Published January 20, 2026 | Version 1.0.2
Preprint Open

Constrained Informational Systems: A Structural Framework for Lawful Emergence Under Constraint

  • 1. Independent Researcher

Description

This preprint introduces Constrained Informational Systems (CIS), a structural framework for analyzing how structure and system behavior emerge under constraint in meaning-bearing systems. The framework treats constraint as a primitive structural feature shaping allowable transformations within informational state spaces, rather than as a normative rule, control mechanism, or agent-driven influence.

CIS characterizes semantic entropy as dispersion in interpretive alignment across a system and shows how varying constraint regimes produce identifiable failure modes, including over-coherence, paralysis, and irreversible collapse. The paper proposes observable system-level signatures of these dynamics and delineates conditions under which semantic phase transitions occur, without appeal to belief change, persuasion, or subjective intent.
__________________________________________________
▶ [Exercise tasks]
A. Decide whether each statement below agrees with the preprint description, answering yes or no and quoting the deciding words: (i) the framework treats constraint as a normative rule; (ii) CIS characterizes semantic entropy as dispersion in interpretive alignment across a system; (iii) the paper accounts for semantic phase transitions by appeal to belief change.
B. List every failure mode that the preprint description names.

Some rows
__________________________________________________
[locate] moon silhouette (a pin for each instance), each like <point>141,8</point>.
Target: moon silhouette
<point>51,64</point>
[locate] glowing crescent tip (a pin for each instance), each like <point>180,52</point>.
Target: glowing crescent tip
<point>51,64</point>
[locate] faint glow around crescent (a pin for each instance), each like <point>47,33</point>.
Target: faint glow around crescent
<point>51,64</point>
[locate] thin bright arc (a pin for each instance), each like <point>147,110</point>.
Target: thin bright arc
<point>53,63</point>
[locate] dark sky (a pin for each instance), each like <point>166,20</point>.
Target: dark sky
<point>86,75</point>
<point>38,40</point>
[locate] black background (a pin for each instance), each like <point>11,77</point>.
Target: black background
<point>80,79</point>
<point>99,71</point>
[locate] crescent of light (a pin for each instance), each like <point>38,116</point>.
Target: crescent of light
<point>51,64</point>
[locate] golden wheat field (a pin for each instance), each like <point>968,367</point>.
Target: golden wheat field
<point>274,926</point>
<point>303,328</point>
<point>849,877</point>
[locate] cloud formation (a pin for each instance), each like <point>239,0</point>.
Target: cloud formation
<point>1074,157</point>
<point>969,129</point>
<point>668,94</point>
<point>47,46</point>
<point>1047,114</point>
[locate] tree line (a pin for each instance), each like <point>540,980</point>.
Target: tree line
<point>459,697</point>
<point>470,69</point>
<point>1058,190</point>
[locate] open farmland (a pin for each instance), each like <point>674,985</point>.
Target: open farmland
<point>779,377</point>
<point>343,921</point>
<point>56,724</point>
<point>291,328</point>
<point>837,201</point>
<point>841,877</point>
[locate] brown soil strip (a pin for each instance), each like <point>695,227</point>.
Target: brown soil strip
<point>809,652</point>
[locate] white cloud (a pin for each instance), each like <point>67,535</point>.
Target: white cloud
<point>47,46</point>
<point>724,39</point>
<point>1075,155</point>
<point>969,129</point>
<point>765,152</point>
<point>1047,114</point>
__________________________________________________
▶ [Completed exercise]
A.
(i) No: "rather than as a normative rule, control mechanism, or agent-driven influence."
(ii) Yes: "CIS characterizes semantic entropy as dispersion in interpretive alignment across a system."
(iii) No: "without appeal to belief change, persuasion, or subjective intent."

B. over-coherence, paralysis, irreversible collapse